▸ Kurze Übung 1: In welcher Stadt wurde Wim Wenders laut der Filmkritik zu „Don't come knocking“ geboren?

______

29.09.2005
Auf der Suche nach der Vergangenheit
Don't come knocking
Don't come knocking
Deutschland, Frankreich 2005.
Regie: Wim Wenders
Der in Düsseldorf geborene Wim Wenders ist einer der international bekanntesten
Regisseure aus deutschen Landen, zumindest zwei seiner Werke, "Der Himmel
über Berlin" (1987) und der oscarnominierte "Buena Vista Social
Club" (1999) sollten vielen Menschen noch ein Begriff sein. In der letzten
Zeit blieb Wenders allerdings der größere Erfolg versagt, so waren
unter anderem "The Million Dollar Hotel" (2000) und "Viel passiert
- Der BAP Film" (2002) eher umstrittene Veröffentlichungen.
Nun läuft mit "Don't come knocking" sein neuestes Epos in den
Kinos, und es scheint, dass sich Wenders wieder auf alte Tugenden besonnen hat.
Der Film ist ein amerikanisches Märchen, ein Anachronismus im Vergleich
zum aktuellen Mainstream. Aber mit genau diesem kann "Don't come knocking"
auch gar nicht in einen Topf geworfen werden, sondern bildet eher einen Gegenpol
zu den auf Hochglanz getrimmten, aber oftmals sinnentleerten Streifen Hollywoods.

______

▸ Kurze Übung 2: Überführe den Teil der Datensätze, der mit der Zeile beginnt, die „Task: place one keypoint on every instance of the reflection“ enthält, und mit dem Ende der Datensätze schließt (beide Enden eingeschlossen), in eine zweispaltige CSV-Tabelle mit den Spalten „aufgabe“ und „antwort“. Jeder Eintrag erhält eine Zeile mit seinem Text und seiner Antwort, jeweils in einem Feld in Anführungszeichen und mit Leerzeichen statt Zeilenumbrüchen.

▸ Datensätze:
______

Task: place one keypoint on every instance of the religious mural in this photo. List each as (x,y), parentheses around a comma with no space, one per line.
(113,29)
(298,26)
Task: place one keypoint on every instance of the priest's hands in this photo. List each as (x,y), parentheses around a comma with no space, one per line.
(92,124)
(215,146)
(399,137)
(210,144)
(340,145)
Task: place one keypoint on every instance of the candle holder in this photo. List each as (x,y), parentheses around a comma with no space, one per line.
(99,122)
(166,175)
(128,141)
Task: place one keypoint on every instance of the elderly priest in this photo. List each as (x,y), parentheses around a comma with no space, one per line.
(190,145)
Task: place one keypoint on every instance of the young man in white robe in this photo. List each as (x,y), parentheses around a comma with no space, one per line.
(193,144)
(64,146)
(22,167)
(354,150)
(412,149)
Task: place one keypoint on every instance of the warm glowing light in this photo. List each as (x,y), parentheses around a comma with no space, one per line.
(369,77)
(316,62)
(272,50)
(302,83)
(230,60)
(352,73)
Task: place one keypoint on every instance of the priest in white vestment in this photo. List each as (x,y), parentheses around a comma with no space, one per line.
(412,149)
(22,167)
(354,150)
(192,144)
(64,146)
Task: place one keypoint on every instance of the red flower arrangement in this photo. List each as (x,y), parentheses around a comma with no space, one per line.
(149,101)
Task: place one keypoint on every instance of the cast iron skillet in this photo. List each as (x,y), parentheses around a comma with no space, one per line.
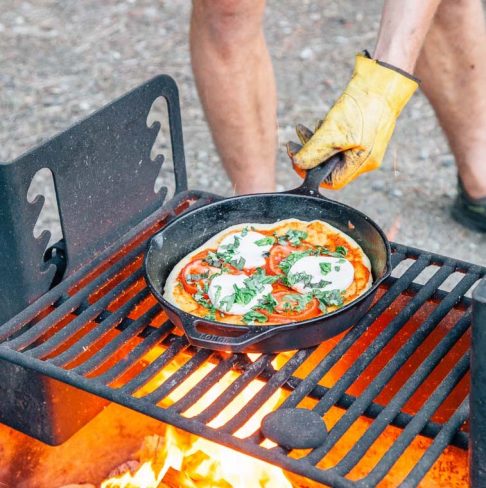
(193,228)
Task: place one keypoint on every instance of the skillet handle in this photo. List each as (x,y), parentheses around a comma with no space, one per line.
(315,176)
(253,335)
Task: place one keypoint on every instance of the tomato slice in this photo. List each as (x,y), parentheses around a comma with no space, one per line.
(283,310)
(194,274)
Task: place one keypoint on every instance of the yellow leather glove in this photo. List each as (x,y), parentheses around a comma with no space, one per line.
(360,124)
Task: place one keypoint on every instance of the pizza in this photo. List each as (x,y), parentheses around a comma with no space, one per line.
(267,274)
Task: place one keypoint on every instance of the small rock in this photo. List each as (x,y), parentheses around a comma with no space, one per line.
(306,53)
(395,192)
(201,155)
(447,160)
(424,154)
(378,185)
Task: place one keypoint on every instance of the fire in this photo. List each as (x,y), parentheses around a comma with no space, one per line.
(180,459)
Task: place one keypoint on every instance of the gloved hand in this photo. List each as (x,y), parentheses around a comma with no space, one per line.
(360,123)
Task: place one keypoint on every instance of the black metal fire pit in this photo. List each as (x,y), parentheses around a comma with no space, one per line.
(79,320)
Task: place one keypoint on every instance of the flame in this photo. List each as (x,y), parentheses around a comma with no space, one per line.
(184,460)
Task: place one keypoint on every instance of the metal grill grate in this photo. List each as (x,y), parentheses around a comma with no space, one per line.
(400,374)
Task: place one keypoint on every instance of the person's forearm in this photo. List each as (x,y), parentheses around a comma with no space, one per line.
(404,26)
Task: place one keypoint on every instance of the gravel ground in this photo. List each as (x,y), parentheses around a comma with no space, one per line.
(61,60)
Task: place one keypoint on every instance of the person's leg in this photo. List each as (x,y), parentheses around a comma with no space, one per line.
(235,81)
(452,66)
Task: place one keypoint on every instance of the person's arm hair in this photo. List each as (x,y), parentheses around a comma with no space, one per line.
(403,28)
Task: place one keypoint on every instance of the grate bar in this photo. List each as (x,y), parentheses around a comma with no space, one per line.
(179,376)
(437,447)
(381,341)
(391,369)
(134,328)
(416,425)
(398,401)
(203,386)
(249,374)
(77,324)
(308,384)
(105,326)
(270,387)
(151,341)
(401,420)
(67,307)
(177,346)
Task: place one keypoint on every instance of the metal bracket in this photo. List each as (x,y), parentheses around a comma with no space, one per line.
(104,179)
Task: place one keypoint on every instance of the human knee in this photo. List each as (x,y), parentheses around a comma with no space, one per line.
(229,22)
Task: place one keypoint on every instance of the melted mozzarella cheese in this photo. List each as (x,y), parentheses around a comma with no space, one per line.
(223,286)
(337,275)
(252,253)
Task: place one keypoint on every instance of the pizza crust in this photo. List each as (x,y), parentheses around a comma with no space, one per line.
(319,233)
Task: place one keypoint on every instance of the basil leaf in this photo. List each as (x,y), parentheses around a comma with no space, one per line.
(293,237)
(254,316)
(341,250)
(265,241)
(267,303)
(325,268)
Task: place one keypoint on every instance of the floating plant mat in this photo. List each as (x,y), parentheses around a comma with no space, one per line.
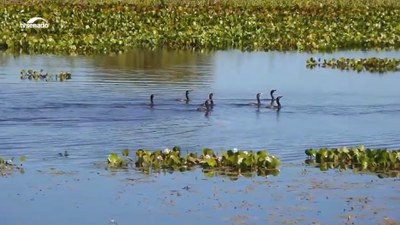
(40,75)
(264,26)
(373,65)
(381,161)
(231,163)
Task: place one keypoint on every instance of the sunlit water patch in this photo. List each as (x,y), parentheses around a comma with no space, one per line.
(104,107)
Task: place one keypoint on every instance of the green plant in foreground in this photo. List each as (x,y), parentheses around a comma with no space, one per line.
(357,158)
(8,166)
(233,161)
(373,65)
(40,75)
(114,27)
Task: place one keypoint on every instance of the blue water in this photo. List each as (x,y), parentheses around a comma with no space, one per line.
(103,108)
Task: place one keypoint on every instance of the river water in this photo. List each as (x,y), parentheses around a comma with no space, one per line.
(103,108)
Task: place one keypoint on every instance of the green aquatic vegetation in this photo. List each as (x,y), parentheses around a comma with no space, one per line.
(113,27)
(357,158)
(373,65)
(236,162)
(7,167)
(40,75)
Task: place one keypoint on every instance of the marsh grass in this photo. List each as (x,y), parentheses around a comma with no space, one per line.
(91,27)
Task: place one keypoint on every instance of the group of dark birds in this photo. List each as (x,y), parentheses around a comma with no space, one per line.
(209,102)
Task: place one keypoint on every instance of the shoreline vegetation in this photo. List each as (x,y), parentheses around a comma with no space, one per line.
(103,27)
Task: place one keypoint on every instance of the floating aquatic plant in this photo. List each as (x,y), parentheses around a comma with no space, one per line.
(40,75)
(8,166)
(373,65)
(357,158)
(234,161)
(116,26)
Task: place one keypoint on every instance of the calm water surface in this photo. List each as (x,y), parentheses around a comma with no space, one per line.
(103,108)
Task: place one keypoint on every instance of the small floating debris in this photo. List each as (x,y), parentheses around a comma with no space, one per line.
(65,154)
(40,75)
(372,65)
(230,163)
(380,161)
(8,166)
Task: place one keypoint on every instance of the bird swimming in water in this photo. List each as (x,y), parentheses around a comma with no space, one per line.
(206,107)
(151,100)
(278,105)
(272,95)
(210,99)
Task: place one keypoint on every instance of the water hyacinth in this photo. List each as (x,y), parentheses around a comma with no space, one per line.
(40,75)
(359,158)
(116,26)
(373,64)
(235,161)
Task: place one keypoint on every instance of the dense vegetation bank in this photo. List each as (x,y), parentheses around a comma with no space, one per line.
(87,27)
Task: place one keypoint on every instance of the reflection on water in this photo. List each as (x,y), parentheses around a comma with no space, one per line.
(105,108)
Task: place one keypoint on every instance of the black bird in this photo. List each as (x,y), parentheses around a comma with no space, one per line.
(210,99)
(272,95)
(151,100)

______

▸ Lösung 1: In Düsseldorf.

▸ Lösung 2:
aufgabe,antwort
"Task: place one keypoint on every instance of the reflection on water in this photo. List each as (x,y), parentheses around a comma with no space, one per line.","(105,108)"
"Task: place one keypoint on every instance of the black bird in this photo. List each as (x,y), parentheses around a comma with no space, one per line.","(210,99) (272,95) (151,100)"